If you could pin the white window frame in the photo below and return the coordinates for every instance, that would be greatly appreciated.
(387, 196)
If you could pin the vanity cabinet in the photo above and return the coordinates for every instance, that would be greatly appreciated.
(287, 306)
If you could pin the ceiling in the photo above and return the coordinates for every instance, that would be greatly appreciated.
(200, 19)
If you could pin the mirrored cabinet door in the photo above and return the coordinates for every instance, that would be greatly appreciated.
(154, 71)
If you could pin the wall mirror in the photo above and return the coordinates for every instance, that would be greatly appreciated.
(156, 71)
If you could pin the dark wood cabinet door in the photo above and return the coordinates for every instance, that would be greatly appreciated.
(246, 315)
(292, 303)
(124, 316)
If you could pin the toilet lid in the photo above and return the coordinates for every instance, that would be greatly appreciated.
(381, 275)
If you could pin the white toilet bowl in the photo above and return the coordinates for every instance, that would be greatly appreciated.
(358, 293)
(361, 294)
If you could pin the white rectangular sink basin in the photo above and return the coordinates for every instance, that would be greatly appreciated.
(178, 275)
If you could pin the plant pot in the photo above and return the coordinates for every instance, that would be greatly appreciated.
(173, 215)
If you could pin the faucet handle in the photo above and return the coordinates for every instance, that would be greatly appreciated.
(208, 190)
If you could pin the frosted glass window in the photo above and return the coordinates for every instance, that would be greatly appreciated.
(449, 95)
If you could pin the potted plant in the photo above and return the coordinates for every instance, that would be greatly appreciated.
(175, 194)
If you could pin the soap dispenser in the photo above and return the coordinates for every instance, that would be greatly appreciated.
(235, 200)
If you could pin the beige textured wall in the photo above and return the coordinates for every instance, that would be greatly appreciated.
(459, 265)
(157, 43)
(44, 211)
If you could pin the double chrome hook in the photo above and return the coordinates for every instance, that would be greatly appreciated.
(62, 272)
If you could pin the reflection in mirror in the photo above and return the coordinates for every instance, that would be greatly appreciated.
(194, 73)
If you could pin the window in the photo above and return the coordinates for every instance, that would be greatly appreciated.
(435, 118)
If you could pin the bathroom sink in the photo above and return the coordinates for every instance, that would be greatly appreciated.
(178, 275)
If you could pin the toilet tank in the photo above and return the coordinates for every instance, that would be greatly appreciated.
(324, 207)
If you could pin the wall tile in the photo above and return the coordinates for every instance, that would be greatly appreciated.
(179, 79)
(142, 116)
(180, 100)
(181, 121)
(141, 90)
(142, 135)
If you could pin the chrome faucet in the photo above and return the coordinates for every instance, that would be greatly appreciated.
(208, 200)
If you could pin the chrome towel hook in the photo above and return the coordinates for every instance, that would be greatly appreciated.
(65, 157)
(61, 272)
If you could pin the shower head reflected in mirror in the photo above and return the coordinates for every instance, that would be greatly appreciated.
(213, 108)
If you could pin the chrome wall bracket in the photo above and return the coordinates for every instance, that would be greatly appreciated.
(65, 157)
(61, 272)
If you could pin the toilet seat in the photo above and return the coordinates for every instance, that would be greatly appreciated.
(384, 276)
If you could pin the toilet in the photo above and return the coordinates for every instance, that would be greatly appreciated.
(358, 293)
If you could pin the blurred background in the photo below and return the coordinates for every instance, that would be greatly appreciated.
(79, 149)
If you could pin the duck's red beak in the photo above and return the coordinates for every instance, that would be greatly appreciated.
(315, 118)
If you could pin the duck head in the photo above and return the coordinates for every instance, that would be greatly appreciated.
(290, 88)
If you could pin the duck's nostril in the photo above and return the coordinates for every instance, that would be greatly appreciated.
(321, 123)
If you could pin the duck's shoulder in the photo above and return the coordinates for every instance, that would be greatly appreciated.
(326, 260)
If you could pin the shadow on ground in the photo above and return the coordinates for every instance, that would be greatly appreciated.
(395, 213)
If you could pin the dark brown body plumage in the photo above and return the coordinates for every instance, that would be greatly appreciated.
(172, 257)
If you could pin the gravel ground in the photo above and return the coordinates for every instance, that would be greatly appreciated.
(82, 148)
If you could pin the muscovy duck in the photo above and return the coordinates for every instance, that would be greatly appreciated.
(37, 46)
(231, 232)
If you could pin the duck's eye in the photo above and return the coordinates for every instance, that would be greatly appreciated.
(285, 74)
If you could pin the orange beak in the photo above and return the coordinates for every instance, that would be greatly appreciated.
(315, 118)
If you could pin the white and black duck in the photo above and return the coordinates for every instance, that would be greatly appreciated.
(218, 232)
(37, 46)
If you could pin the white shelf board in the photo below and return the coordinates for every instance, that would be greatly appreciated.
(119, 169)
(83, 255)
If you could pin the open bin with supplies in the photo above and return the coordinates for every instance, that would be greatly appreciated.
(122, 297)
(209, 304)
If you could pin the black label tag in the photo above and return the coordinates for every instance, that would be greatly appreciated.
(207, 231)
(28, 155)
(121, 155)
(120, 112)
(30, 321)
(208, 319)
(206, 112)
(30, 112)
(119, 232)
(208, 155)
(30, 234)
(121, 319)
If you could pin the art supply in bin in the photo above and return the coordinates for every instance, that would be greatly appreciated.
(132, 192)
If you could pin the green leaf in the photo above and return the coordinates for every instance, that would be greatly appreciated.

• • • •

▶ [Aim of the task] Your answer should hold only the lines from the one with "If you could pin the art" through the end of the listing above, both ends included, written out exactly.

▶ [Response box]
If you could pin the art supply in bin in the photo above and return the coordinates for every instance, that would be greatly appreciated.
(132, 192)
If you could pin the green leaf in the photo above and return the coordinates for every instance, that would be greatly appreciated.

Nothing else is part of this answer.